▶ ACTIVITY
Take each line of the entries below that contains "alfa" and copy it.

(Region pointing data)
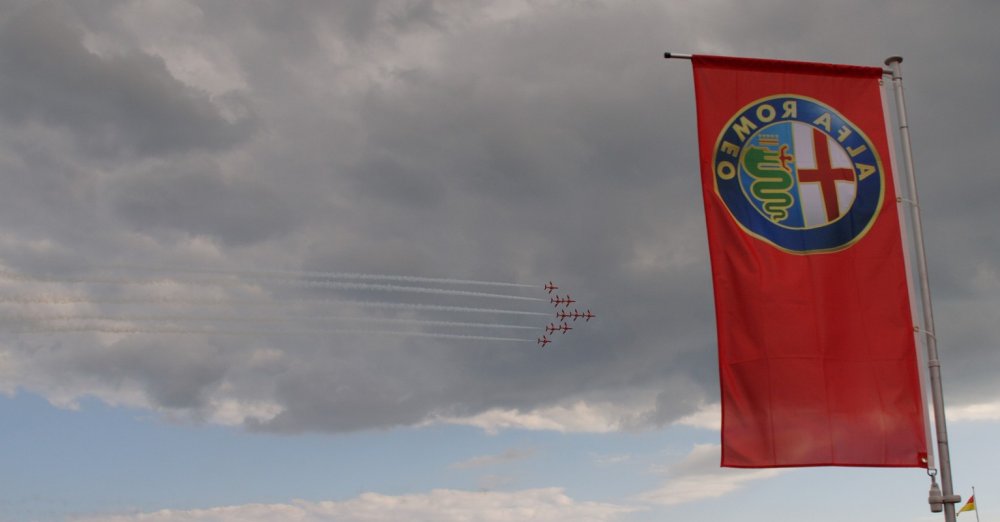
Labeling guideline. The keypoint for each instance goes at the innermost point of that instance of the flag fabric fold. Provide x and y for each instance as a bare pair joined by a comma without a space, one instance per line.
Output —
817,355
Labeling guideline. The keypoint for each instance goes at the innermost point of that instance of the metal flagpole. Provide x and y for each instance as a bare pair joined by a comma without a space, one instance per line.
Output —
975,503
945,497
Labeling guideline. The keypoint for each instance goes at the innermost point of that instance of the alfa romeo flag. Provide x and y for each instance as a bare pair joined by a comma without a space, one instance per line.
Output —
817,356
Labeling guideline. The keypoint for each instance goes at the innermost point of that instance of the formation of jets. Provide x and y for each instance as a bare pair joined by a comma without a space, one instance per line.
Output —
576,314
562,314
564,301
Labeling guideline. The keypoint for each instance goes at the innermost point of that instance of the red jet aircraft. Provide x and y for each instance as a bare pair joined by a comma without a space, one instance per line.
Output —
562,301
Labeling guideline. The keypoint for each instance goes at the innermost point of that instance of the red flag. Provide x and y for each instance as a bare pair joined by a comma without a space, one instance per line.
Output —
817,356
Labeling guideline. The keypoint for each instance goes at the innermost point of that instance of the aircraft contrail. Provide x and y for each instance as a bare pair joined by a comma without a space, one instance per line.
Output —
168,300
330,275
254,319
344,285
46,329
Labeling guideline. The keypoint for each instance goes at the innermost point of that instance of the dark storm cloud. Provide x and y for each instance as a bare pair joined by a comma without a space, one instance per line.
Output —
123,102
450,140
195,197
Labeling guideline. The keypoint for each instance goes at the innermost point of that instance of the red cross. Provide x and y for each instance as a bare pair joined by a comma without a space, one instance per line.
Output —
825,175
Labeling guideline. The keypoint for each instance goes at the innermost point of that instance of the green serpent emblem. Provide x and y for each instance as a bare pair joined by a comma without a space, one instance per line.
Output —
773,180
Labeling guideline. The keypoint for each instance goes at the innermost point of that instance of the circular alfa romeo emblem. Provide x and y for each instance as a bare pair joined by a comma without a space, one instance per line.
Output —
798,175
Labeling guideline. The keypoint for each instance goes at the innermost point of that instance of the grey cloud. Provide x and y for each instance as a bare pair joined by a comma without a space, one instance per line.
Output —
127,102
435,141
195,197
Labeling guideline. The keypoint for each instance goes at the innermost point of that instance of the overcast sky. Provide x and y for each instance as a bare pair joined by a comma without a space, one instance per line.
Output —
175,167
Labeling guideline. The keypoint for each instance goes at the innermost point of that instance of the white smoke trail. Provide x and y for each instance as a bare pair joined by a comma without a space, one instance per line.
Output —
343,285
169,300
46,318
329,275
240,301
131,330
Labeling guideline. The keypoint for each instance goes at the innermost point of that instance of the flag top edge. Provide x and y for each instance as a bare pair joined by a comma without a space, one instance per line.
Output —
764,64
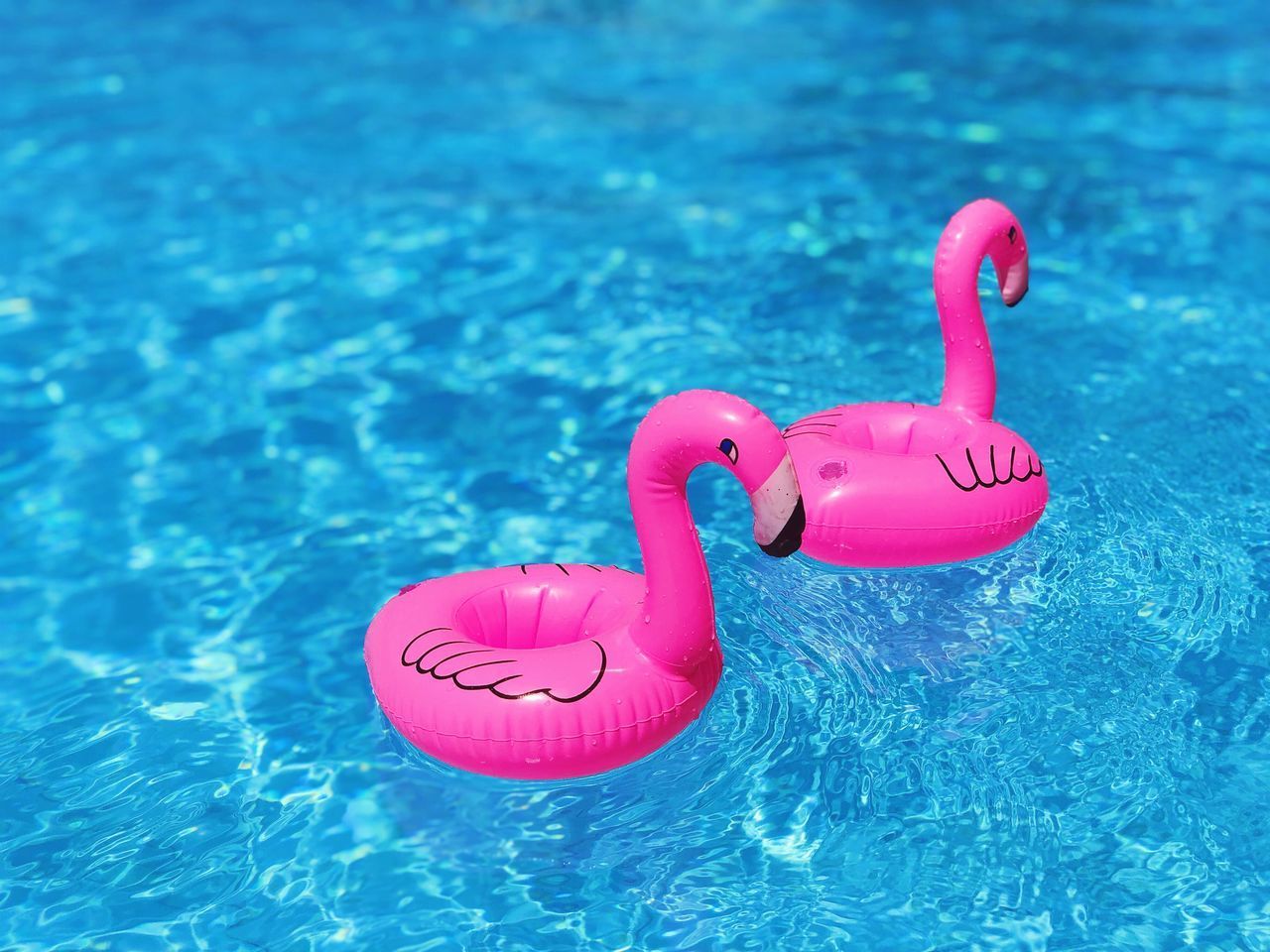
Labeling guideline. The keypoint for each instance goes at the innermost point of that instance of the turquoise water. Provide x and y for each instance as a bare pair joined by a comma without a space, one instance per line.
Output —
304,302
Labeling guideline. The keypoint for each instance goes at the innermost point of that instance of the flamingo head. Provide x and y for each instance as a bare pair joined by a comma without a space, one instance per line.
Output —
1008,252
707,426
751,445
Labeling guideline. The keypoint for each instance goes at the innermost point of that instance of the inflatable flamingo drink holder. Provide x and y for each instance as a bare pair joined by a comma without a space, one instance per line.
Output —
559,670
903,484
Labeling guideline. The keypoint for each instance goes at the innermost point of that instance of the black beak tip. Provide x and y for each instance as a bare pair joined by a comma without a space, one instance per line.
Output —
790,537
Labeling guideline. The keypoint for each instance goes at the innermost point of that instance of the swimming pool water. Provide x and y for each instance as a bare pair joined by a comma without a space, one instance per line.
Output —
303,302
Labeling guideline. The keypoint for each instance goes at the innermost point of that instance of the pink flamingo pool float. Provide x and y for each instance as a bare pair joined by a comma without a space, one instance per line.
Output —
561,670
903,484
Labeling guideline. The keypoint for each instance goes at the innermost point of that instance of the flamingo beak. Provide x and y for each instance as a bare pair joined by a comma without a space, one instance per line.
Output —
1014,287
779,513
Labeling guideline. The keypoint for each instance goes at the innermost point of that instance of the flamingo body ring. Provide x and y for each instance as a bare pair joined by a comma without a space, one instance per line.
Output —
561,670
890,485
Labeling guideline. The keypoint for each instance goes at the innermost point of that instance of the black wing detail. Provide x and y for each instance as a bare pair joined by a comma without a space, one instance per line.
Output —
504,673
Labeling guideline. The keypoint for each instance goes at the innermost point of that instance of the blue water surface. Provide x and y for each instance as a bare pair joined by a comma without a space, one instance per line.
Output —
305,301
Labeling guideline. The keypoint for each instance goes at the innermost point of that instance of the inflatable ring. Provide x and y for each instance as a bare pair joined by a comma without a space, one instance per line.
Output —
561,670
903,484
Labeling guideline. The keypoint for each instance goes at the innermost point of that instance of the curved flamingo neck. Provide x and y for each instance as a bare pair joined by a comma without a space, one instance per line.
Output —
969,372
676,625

* * *

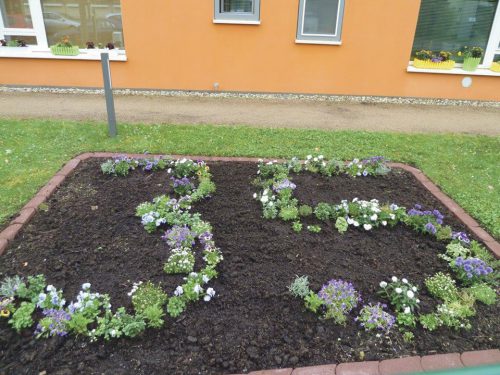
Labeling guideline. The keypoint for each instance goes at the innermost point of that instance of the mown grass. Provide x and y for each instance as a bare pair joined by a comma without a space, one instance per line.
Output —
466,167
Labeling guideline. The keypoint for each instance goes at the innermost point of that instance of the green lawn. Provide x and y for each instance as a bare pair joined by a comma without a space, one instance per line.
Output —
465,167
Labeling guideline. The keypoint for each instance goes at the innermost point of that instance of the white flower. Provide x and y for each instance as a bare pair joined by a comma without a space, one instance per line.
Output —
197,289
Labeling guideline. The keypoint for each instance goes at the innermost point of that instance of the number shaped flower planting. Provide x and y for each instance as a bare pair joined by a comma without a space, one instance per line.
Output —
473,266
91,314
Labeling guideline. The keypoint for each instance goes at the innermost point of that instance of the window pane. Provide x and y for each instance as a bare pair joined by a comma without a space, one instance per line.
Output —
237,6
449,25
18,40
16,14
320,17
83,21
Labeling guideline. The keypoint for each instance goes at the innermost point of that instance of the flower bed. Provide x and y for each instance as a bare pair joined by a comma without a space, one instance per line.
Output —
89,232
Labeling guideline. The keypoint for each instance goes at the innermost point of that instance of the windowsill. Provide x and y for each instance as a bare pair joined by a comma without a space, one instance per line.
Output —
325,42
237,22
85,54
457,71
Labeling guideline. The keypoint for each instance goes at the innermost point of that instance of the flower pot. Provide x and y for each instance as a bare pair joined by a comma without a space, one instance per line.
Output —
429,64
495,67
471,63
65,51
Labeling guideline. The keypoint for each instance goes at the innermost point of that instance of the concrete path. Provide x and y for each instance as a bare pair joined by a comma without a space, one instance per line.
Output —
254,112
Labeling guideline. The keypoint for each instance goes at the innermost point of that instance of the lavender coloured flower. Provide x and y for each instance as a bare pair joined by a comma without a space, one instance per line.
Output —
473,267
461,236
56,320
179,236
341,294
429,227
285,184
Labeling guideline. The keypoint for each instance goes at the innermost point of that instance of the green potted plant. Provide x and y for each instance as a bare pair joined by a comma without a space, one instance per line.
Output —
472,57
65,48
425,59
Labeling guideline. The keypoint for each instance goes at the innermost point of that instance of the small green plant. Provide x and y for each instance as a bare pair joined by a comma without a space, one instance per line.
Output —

▶ TASK ANSWER
Labeling guideline. The keypoint for each instance goes at the innermost point of that instance of the alfa romeo flag. Provide x and y for each instance as a bare pair joined by a comma without a space, one instance per line.
Labeling guideline. The keypoint for each instance goes at the innermost point of that instance of the circular alfa romeo emblem. Provide x and y for each instance as a bare pair joined by a comma without a space, one instance per line.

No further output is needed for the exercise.